The problem: Count the lines in the records below that contain the string "truck", treating uppercase and lowercase as different. Reply with the number alone.

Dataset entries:

----

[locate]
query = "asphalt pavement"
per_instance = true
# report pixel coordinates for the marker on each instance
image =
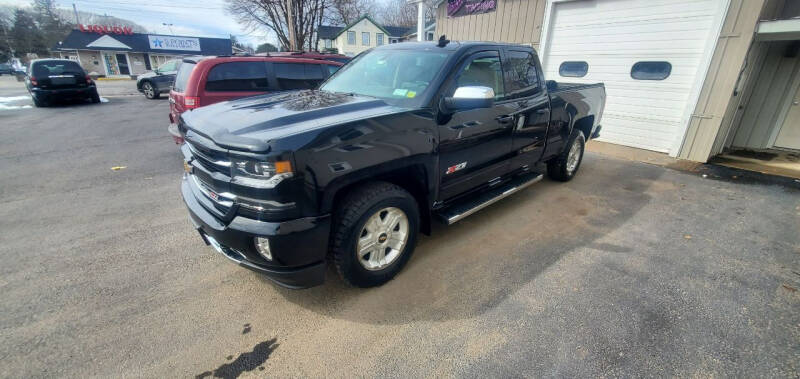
(628, 270)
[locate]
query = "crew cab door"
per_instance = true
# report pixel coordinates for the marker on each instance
(475, 144)
(531, 106)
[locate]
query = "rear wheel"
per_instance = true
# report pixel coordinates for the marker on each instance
(565, 165)
(375, 233)
(150, 91)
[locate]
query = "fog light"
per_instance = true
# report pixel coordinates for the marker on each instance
(262, 246)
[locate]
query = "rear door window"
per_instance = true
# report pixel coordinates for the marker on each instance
(238, 76)
(298, 75)
(521, 75)
(183, 76)
(44, 69)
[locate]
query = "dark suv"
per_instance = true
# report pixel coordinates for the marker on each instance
(153, 84)
(51, 80)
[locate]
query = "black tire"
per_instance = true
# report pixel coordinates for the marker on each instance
(150, 91)
(559, 167)
(95, 97)
(349, 221)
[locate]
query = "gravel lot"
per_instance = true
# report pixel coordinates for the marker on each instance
(628, 270)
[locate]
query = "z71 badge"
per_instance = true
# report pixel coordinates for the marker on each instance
(455, 168)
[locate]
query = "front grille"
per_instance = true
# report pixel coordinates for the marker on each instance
(210, 160)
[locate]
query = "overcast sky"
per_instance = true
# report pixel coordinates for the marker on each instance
(206, 18)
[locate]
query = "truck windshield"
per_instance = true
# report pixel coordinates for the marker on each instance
(399, 76)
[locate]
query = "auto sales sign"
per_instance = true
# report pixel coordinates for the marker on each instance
(174, 43)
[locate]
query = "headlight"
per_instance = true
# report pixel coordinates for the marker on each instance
(260, 174)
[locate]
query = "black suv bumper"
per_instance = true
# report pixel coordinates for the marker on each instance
(64, 93)
(298, 246)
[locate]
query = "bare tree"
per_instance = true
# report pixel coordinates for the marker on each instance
(272, 15)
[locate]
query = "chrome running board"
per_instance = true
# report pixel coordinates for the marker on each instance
(459, 211)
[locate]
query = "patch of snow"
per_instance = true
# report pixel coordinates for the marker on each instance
(13, 98)
(4, 107)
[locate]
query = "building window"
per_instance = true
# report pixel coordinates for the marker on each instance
(651, 70)
(573, 69)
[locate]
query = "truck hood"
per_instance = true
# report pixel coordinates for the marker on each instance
(249, 124)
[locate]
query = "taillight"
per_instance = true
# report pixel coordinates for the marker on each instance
(191, 102)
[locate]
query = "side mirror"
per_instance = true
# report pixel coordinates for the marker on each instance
(470, 97)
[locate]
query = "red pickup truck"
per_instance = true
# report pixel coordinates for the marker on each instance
(203, 81)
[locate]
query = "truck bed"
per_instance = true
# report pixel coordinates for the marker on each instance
(562, 86)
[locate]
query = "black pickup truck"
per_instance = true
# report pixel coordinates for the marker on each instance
(402, 135)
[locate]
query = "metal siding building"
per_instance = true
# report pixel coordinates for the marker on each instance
(693, 112)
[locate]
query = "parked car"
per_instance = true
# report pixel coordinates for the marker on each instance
(207, 80)
(51, 80)
(153, 84)
(403, 134)
(310, 55)
(6, 69)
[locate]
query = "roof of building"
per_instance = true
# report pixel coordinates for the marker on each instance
(328, 32)
(137, 42)
(399, 31)
(331, 32)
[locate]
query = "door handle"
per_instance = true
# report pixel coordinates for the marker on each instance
(504, 119)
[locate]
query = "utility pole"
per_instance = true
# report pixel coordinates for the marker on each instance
(75, 9)
(420, 18)
(290, 25)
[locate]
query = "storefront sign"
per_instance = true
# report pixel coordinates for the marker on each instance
(457, 8)
(105, 29)
(174, 43)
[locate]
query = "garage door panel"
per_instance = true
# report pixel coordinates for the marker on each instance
(611, 36)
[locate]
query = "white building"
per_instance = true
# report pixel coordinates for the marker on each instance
(688, 78)
(362, 34)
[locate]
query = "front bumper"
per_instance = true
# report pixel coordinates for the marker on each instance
(298, 246)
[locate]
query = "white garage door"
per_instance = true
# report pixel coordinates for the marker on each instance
(611, 36)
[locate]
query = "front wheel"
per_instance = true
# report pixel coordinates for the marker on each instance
(565, 165)
(375, 233)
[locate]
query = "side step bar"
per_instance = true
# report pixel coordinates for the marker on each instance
(456, 212)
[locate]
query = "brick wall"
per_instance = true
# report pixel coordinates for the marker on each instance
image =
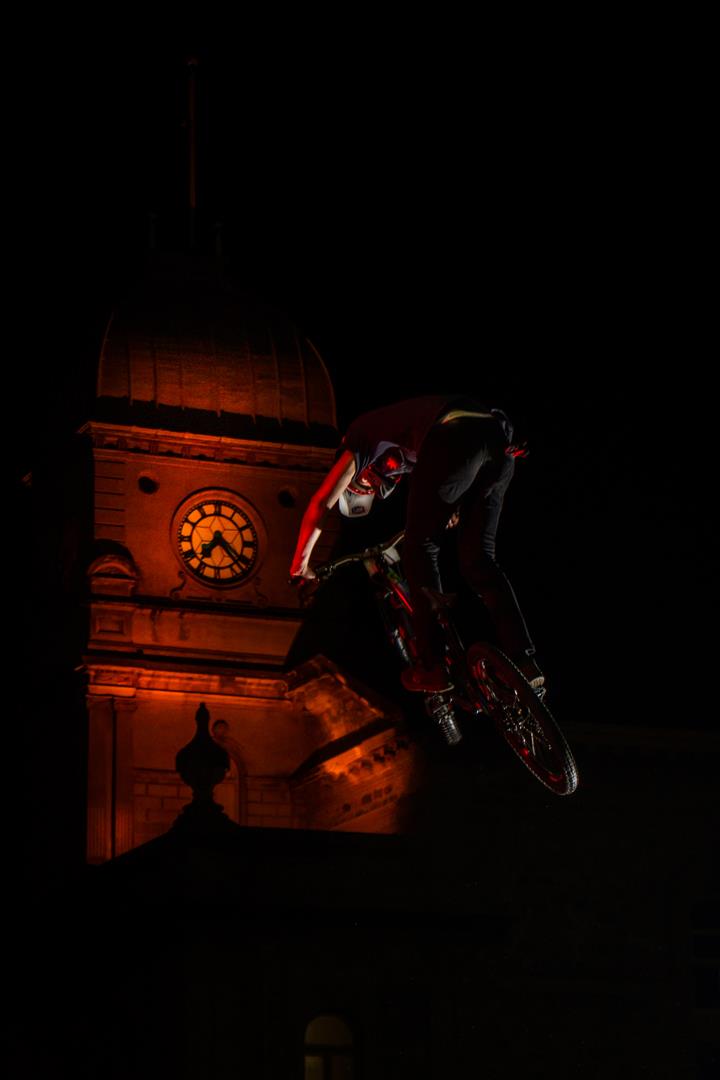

----

Exercise response: 5